- AIM OF THE TASK -
Copy out the listing below, replacing "snug" with "tight" and leaving every other character unchanged.

- RECORD EXCERPTS -
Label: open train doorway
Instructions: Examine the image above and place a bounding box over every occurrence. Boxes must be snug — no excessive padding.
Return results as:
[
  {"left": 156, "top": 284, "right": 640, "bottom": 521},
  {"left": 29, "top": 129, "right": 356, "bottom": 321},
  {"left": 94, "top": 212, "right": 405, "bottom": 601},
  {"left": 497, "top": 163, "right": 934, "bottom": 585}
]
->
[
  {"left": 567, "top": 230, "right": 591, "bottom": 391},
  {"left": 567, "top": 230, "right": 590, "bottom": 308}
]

- OUTPUT OF THE EXERCISE -
Label: open train doorway
Instructions: Examine the image above and place a bounding box over every occurrence. Boxes must be tight — no excessive padding.
Return results as:
[
  {"left": 156, "top": 284, "right": 640, "bottom": 521},
  {"left": 29, "top": 129, "right": 356, "bottom": 321},
  {"left": 94, "top": 212, "right": 405, "bottom": 601},
  {"left": 497, "top": 163, "right": 934, "bottom": 585}
]
->
[
  {"left": 567, "top": 230, "right": 591, "bottom": 391},
  {"left": 567, "top": 230, "right": 590, "bottom": 308}
]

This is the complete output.